- Written request
Copy verbatim the stretch from the first of the rows through the line that contains "[429,102,742,526]", including both ends.
--- Start Exercise input ---
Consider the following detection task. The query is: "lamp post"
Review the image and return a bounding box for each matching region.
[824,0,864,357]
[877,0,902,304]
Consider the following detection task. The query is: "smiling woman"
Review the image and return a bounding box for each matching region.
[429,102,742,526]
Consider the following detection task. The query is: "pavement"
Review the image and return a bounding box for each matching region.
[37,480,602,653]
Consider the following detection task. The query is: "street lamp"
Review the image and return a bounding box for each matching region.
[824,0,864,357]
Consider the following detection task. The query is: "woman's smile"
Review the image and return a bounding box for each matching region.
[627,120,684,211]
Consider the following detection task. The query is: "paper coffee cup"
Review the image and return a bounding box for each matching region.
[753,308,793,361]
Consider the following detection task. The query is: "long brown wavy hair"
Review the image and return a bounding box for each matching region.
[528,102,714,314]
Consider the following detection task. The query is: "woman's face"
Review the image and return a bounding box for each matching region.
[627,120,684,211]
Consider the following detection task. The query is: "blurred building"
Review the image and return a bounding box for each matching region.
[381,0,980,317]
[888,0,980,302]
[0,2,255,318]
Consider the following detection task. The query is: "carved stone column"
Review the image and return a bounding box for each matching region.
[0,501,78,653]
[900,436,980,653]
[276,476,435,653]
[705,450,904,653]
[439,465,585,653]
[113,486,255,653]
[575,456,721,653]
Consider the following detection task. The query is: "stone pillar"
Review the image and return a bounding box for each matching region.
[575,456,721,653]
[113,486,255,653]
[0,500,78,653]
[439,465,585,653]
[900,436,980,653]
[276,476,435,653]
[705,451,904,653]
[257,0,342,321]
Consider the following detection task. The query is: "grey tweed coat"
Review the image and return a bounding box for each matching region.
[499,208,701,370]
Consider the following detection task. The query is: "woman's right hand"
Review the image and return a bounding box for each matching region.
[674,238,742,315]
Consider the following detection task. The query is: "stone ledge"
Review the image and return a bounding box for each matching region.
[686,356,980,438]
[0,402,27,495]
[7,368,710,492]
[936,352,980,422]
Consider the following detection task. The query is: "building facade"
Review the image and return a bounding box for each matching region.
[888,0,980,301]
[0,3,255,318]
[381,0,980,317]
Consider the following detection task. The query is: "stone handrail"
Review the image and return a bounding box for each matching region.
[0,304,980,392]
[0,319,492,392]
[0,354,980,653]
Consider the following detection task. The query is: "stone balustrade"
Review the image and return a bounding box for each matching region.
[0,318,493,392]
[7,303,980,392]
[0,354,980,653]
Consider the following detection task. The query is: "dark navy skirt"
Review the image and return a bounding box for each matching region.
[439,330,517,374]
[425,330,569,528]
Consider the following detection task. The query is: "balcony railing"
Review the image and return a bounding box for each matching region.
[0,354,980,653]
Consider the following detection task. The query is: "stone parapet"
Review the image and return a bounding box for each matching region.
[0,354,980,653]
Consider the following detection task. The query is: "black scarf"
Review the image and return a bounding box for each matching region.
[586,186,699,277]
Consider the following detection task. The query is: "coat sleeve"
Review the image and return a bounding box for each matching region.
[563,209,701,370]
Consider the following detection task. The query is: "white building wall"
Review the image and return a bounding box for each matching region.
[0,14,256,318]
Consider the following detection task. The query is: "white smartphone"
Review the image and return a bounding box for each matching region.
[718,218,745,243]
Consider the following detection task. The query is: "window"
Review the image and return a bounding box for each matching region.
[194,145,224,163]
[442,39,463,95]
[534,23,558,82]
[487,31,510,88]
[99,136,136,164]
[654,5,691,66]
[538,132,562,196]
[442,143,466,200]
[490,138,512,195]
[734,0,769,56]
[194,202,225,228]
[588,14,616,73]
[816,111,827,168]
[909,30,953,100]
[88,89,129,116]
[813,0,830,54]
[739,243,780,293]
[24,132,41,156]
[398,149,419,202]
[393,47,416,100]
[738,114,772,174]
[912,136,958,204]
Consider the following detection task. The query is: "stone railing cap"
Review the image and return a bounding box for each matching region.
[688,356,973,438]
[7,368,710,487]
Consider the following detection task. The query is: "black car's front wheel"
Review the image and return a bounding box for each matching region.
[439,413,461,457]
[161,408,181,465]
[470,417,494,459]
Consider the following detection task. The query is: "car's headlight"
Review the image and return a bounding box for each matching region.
--- End Exercise input ---
- Full solution
Consider the following detection task. The query is: "lamp post"
Review the image and return a bounding box for each matching region.
[824,0,864,357]
[877,0,902,304]
Consider the following detection task. The query is: "smiling woman"
Review the image and return a bounding box for each matching region.
[429,102,742,526]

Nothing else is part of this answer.